Exercise prompt => Switch every "photo" in the data below to "image" and leave everything else unchanged. Write out all of the data again without the pictures.

Data for this exercise =>
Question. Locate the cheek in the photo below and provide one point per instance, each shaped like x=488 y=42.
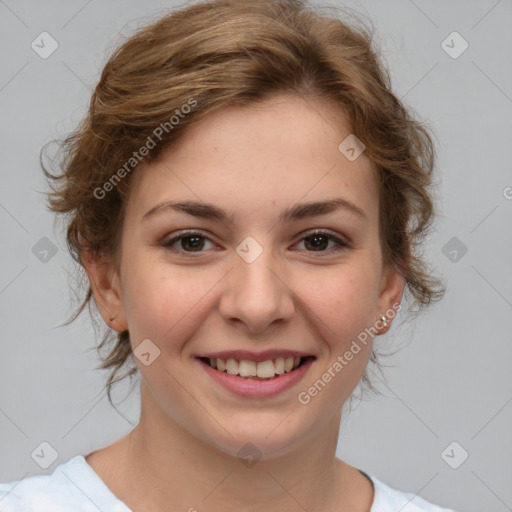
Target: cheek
x=163 y=305
x=340 y=300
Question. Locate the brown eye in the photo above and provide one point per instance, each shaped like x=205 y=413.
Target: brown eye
x=192 y=242
x=319 y=242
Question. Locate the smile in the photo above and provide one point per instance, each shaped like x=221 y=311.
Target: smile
x=268 y=369
x=256 y=379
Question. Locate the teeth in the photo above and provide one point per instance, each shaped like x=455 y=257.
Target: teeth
x=264 y=369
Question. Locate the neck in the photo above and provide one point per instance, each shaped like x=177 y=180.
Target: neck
x=184 y=473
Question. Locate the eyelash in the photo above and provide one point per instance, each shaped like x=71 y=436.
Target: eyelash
x=318 y=232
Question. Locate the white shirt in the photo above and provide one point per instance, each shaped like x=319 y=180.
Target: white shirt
x=75 y=487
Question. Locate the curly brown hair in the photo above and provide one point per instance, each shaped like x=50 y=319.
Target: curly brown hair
x=226 y=52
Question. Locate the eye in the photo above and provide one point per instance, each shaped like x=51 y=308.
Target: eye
x=189 y=241
x=319 y=240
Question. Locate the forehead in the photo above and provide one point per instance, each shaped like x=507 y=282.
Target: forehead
x=259 y=159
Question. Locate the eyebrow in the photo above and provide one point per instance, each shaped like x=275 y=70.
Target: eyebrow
x=296 y=212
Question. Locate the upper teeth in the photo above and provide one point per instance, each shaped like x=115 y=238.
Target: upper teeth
x=264 y=369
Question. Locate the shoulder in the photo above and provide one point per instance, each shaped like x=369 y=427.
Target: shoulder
x=387 y=499
x=72 y=487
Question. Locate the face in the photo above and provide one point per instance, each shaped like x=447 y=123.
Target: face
x=253 y=239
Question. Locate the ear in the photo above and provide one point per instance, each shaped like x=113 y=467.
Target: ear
x=391 y=291
x=105 y=284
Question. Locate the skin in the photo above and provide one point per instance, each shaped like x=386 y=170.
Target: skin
x=252 y=161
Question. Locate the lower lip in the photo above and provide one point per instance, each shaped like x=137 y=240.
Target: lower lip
x=248 y=387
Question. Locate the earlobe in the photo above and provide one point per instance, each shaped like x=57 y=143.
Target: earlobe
x=392 y=288
x=104 y=281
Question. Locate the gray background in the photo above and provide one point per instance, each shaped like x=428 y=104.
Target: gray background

Answer to this exercise =>
Question. Locate the cheek in the image below and provide one point per instance, each shaped like x=488 y=42.
Target: cheek
x=163 y=305
x=340 y=300
Question. Locate the brown eye in the image above and provide one point per instance, each shaped like x=205 y=413.
Target: brown eye
x=192 y=242
x=319 y=242
Question. Locate the smile in the image above and provide one point per instance, each shaped like x=221 y=311.
Target: smile
x=268 y=369
x=256 y=379
Question. Locate the teeth in the image above and provide one point per instance, each shaped like x=455 y=257.
Target: teeth
x=264 y=369
Question. Locate the neck in the image above and provide one point per instance, each shaped like x=177 y=180.
Target: neck
x=184 y=473
Question. Locate the eyelash in the image above and provide one point per instance, each shaped like x=71 y=436.
Target: eyelash
x=318 y=232
Question. Locate the white shirt in the image above and provide one point per instance, each shaped like x=319 y=180.
Target: white shirt
x=75 y=487
Question. Locate the curly brown hair in the image above and provide one point per instance, each shaped like x=50 y=319.
Target: curly brown hair
x=226 y=52
Question. Locate the eye in the image above and provide one point per instance, each shaped like x=51 y=308.
Target: eye
x=189 y=241
x=319 y=240
Question. Locate the forehead in the image above and provide one point per instance, each shaped like x=507 y=282.
Target: forehead
x=259 y=159
Question. Locate the eyebrow in the image above and provide one point per instance, each shaped like x=275 y=70.
Target: eyebrow
x=296 y=212
Question. Locate the upper teeth in the image above and provide one point per instance, each shaped like x=115 y=238.
Target: upper teeth
x=264 y=369
Question. Locate the shoulder in the image above and provide one point per instance, each shaped like x=369 y=427.
Target: shoulder
x=387 y=499
x=72 y=487
Question. Locate the face in the image above and provide one point per instance, each shaped like x=447 y=123.
Target: face
x=253 y=239
Question. Locate the ear in the image above and provide one point per instance, each shaped like x=113 y=467.
Target: ear
x=391 y=291
x=105 y=284
Question. Locate the skin in the image above and provide one point per instance, each shaped like x=386 y=170.
Target: skin
x=252 y=161
Question. Locate the lower lip in the image above and provide one point per instance, each shaped like x=137 y=240.
Target: lower lip
x=248 y=387
Question. Locate the earlobe in the image above and provide one point per instance, each shaped like x=57 y=143.
Target: earlobe
x=392 y=288
x=104 y=281
Question. Locate the gray background in the image above and provide one point per instance, each shaped like x=428 y=104.
Target: gray background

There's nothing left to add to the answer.